**WHAT THE TASK ASKS**
All of the data that follows should be retyped exactly, please, except the pictures.

┄┄┄┄┄┄┄┄┄┄┄┄┄┄┄┄┄┄┄┄

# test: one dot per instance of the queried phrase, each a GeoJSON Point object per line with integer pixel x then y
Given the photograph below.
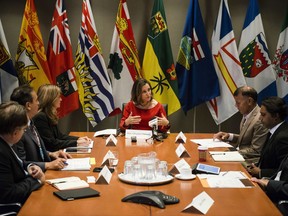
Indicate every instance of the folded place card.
{"type": "Point", "coordinates": [180, 138]}
{"type": "Point", "coordinates": [104, 176]}
{"type": "Point", "coordinates": [181, 151]}
{"type": "Point", "coordinates": [200, 204]}
{"type": "Point", "coordinates": [111, 140]}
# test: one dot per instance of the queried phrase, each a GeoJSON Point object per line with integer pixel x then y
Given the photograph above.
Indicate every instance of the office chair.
{"type": "Point", "coordinates": [9, 209]}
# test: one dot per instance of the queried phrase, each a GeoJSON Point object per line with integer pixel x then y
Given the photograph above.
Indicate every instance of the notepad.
{"type": "Point", "coordinates": [226, 156]}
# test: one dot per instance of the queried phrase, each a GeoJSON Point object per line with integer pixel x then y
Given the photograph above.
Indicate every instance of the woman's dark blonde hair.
{"type": "Point", "coordinates": [136, 92]}
{"type": "Point", "coordinates": [47, 95]}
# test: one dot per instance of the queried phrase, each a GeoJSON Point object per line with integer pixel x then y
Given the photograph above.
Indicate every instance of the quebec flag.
{"type": "Point", "coordinates": [255, 61]}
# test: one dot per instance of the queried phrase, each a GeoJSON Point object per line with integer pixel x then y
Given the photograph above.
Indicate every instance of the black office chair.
{"type": "Point", "coordinates": [9, 209]}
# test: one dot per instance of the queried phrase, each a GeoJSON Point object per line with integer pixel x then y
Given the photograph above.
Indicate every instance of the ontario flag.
{"type": "Point", "coordinates": [227, 65]}
{"type": "Point", "coordinates": [124, 66]}
{"type": "Point", "coordinates": [31, 61]}
{"type": "Point", "coordinates": [60, 59]}
{"type": "Point", "coordinates": [280, 62]}
{"type": "Point", "coordinates": [158, 64]}
{"type": "Point", "coordinates": [197, 78]}
{"type": "Point", "coordinates": [94, 86]}
{"type": "Point", "coordinates": [8, 74]}
{"type": "Point", "coordinates": [253, 50]}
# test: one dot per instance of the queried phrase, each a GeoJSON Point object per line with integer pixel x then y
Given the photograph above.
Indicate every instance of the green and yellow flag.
{"type": "Point", "coordinates": [158, 64]}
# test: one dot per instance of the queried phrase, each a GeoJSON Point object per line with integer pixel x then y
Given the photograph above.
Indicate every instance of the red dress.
{"type": "Point", "coordinates": [146, 116]}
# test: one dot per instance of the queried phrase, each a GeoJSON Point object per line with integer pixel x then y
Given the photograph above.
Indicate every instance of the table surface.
{"type": "Point", "coordinates": [227, 201]}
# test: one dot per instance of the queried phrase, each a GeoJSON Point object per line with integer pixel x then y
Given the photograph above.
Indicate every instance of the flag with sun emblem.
{"type": "Point", "coordinates": [158, 64]}
{"type": "Point", "coordinates": [253, 51]}
{"type": "Point", "coordinates": [280, 62]}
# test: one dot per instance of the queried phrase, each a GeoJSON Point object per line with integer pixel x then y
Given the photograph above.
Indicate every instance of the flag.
{"type": "Point", "coordinates": [60, 60]}
{"type": "Point", "coordinates": [227, 65]}
{"type": "Point", "coordinates": [280, 62]}
{"type": "Point", "coordinates": [124, 66]}
{"type": "Point", "coordinates": [158, 64]}
{"type": "Point", "coordinates": [31, 61]}
{"type": "Point", "coordinates": [95, 92]}
{"type": "Point", "coordinates": [197, 78]}
{"type": "Point", "coordinates": [253, 50]}
{"type": "Point", "coordinates": [8, 74]}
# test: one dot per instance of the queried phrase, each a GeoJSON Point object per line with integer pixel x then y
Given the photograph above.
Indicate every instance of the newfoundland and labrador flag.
{"type": "Point", "coordinates": [158, 64]}
{"type": "Point", "coordinates": [197, 79]}
{"type": "Point", "coordinates": [253, 50]}
{"type": "Point", "coordinates": [227, 65]}
{"type": "Point", "coordinates": [95, 92]}
{"type": "Point", "coordinates": [60, 60]}
{"type": "Point", "coordinates": [280, 62]}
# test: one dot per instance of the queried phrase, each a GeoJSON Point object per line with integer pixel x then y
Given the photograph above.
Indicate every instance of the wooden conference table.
{"type": "Point", "coordinates": [227, 201]}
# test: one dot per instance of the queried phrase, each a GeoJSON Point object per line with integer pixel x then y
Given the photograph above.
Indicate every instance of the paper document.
{"type": "Point", "coordinates": [226, 156]}
{"type": "Point", "coordinates": [78, 164]}
{"type": "Point", "coordinates": [211, 143]}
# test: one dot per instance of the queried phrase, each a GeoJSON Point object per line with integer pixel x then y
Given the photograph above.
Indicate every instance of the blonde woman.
{"type": "Point", "coordinates": [46, 120]}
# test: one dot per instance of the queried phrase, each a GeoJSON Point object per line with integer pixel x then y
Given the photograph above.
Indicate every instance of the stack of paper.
{"type": "Point", "coordinates": [226, 156]}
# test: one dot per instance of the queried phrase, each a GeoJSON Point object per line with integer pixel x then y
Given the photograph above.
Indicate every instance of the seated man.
{"type": "Point", "coordinates": [273, 113]}
{"type": "Point", "coordinates": [31, 146]}
{"type": "Point", "coordinates": [17, 178]}
{"type": "Point", "coordinates": [253, 134]}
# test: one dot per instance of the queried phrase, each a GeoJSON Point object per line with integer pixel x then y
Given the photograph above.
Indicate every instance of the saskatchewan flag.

┄┄┄┄┄┄┄┄┄┄┄┄┄┄┄┄┄┄┄┄

**WRITTEN SOLUTION**
# test: one dot per instance of the queried phrase, each a GeoJSON Point object per line with integer pixel x then y
Given the photograph below.
Indicate every instance of the folded place card.
{"type": "Point", "coordinates": [180, 138]}
{"type": "Point", "coordinates": [104, 176]}
{"type": "Point", "coordinates": [181, 151]}
{"type": "Point", "coordinates": [200, 204]}
{"type": "Point", "coordinates": [111, 140]}
# test: one dot per instance of the queried phrase, each a GeoJSON Point object per line with integer pixel x then y
Given the photograph above.
Indicate every instance of the office chair.
{"type": "Point", "coordinates": [9, 209]}
# test: one dot per instance of the queried phrase, each a GeoJSON Point object per line with integer pixel x then y
Given the photograph above.
Indicate every instance of the notepad.
{"type": "Point", "coordinates": [226, 156]}
# test: one dot per instance of the queried phrase, each a GeoJSON Point object per line with integer pixel x then y
Given the photograph above.
Indicate every instance of the woman's dark blonde hair.
{"type": "Point", "coordinates": [136, 92]}
{"type": "Point", "coordinates": [47, 95]}
# test: one dot per instance of the queried phrase, each a GeoJSON Point object per line with integer pixel x then y
Given the photograph above.
Indicate every instance of the quebec flag.
{"type": "Point", "coordinates": [255, 61]}
# test: one dot per instance of the queried phrase, each a GeoJSON Point object per line with integer pixel x then y
Given the photograph above.
Indicate every instance of the black office chair.
{"type": "Point", "coordinates": [9, 209]}
# test: one dot per instance of the queried phrase, each a GeoJSON Point object per line with integer pixel x then y
Given the photograph above.
Indicate every instance of the ontario flag.
{"type": "Point", "coordinates": [227, 65]}
{"type": "Point", "coordinates": [124, 66]}
{"type": "Point", "coordinates": [31, 61]}
{"type": "Point", "coordinates": [60, 59]}
{"type": "Point", "coordinates": [280, 62]}
{"type": "Point", "coordinates": [158, 64]}
{"type": "Point", "coordinates": [197, 78]}
{"type": "Point", "coordinates": [94, 86]}
{"type": "Point", "coordinates": [8, 74]}
{"type": "Point", "coordinates": [253, 50]}
# test: one dot per instance of the queried phrase, each a GeoJSON Point object per line with integer pixel x then y
Given the photograph above.
Indicate every instance of the green and yellow flag.
{"type": "Point", "coordinates": [158, 64]}
# test: one dot per instance of the queried phrase, each a GeoJSON Point object per line with integer pixel x then y
Given the photograph above.
Indicate every instance of the red dress.
{"type": "Point", "coordinates": [146, 116]}
# test: one dot per instance of the queried phrase, each a GeoJSON Point object per line with integer pixel x then y
Given the photograph above.
Indicate every instance of the table surface.
{"type": "Point", "coordinates": [227, 201]}
# test: one dot per instance of the queried phrase, each a GeoJSON Point object per line with integer pixel x then y
Given the photograph above.
Indicate every instance of the flag with sun emblem.
{"type": "Point", "coordinates": [158, 64]}
{"type": "Point", "coordinates": [253, 51]}
{"type": "Point", "coordinates": [280, 62]}
# test: one dot per instance of the queried phrase, each a GeoJSON Point object per line with integer pixel x then y
Given the photograph above.
Indicate every instance of the flag.
{"type": "Point", "coordinates": [60, 60]}
{"type": "Point", "coordinates": [227, 65]}
{"type": "Point", "coordinates": [280, 62]}
{"type": "Point", "coordinates": [124, 66]}
{"type": "Point", "coordinates": [158, 64]}
{"type": "Point", "coordinates": [31, 61]}
{"type": "Point", "coordinates": [95, 92]}
{"type": "Point", "coordinates": [197, 78]}
{"type": "Point", "coordinates": [253, 50]}
{"type": "Point", "coordinates": [8, 74]}
# test: one dot per instance of the queried phrase, each a GeoJSON Point object per line with integer pixel x then y
Given the photograph above.
Indicate every instance of the newfoundland and labrador flag.
{"type": "Point", "coordinates": [158, 64]}
{"type": "Point", "coordinates": [197, 79]}
{"type": "Point", "coordinates": [253, 50]}
{"type": "Point", "coordinates": [227, 65]}
{"type": "Point", "coordinates": [95, 92]}
{"type": "Point", "coordinates": [60, 60]}
{"type": "Point", "coordinates": [280, 62]}
# test: one dot per instance of the queried phrase, each a GeoJSON Point object per line with integer pixel x then y
Given the photograph above.
Indicate every instance of the wooden conference table.
{"type": "Point", "coordinates": [227, 201]}
# test: one dot per instance of the queried phrase, each a GeoJSON Point object per line with integer pixel x then y
Given the photograph above.
Indicate every instance of the paper document.
{"type": "Point", "coordinates": [226, 156]}
{"type": "Point", "coordinates": [78, 164]}
{"type": "Point", "coordinates": [211, 143]}
# test: one dot per instance of the queried phrase, each a GeoJSON Point object per line with integer pixel x then y
Given the photograph above.
Indicate every instance of the blonde woman.
{"type": "Point", "coordinates": [46, 120]}
# test: one dot per instance of the queried phrase, each a GeoJSON Point object per line with integer pixel x then y
Given the photograph above.
Indicate every instance of the stack of paper.
{"type": "Point", "coordinates": [226, 156]}
# test: one dot per instance of the queried phrase, each a GeoJSON Point object per line with integer pixel x then y
Given the photograph above.
Indicate every instance of the seated man.
{"type": "Point", "coordinates": [273, 113]}
{"type": "Point", "coordinates": [31, 146]}
{"type": "Point", "coordinates": [17, 178]}
{"type": "Point", "coordinates": [253, 134]}
# test: one dot per instance of the queried phrase, each a GeoJSON Point object per line with integer pixel x then y
Given the photograph above.
Indicate every instance of the saskatchewan flag.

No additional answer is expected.